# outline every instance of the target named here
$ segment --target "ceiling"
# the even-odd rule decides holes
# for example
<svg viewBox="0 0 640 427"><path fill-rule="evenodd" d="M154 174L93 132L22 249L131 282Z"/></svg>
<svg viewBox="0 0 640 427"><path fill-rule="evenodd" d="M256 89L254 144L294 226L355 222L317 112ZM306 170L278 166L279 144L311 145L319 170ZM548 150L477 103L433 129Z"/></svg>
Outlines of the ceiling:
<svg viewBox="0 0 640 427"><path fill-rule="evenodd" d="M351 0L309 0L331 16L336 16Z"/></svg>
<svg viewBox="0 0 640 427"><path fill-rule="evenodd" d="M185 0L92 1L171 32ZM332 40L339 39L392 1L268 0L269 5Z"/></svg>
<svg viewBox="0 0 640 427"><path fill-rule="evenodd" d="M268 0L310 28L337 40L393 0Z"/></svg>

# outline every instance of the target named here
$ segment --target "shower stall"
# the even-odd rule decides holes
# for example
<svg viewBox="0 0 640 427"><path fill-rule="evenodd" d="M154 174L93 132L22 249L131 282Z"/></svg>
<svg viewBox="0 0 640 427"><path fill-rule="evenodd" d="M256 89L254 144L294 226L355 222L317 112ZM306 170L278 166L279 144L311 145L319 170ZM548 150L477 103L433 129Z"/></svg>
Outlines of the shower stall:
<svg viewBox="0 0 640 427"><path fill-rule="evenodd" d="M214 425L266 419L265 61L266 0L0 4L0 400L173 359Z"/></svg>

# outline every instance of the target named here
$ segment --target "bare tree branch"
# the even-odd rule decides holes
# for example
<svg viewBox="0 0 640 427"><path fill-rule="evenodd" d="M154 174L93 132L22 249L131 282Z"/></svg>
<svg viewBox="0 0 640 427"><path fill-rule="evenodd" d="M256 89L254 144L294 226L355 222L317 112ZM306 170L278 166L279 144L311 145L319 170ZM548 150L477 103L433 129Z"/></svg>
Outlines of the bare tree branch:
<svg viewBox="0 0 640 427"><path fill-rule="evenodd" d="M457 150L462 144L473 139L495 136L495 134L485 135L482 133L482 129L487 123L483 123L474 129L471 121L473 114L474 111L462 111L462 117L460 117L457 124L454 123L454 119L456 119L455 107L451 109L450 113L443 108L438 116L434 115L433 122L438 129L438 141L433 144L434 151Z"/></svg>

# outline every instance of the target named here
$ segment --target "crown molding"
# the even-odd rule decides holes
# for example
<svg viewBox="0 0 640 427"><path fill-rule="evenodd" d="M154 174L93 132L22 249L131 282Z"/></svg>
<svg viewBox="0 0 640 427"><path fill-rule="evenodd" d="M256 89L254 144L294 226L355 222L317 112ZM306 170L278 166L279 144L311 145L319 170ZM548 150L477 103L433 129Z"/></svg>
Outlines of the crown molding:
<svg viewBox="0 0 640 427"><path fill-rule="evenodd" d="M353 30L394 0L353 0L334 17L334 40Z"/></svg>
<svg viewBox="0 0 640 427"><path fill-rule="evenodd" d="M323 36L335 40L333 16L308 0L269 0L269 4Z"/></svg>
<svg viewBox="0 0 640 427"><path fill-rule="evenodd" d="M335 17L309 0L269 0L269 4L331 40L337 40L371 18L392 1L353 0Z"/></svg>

▸ **WHAT IS EXPECTED**
Which lines of the entries above contain the string "stall"? Copy each of them.

▸ **SOLUTION TO THIS TASK**
$ segment --target "shower stall"
Outlines of the shower stall:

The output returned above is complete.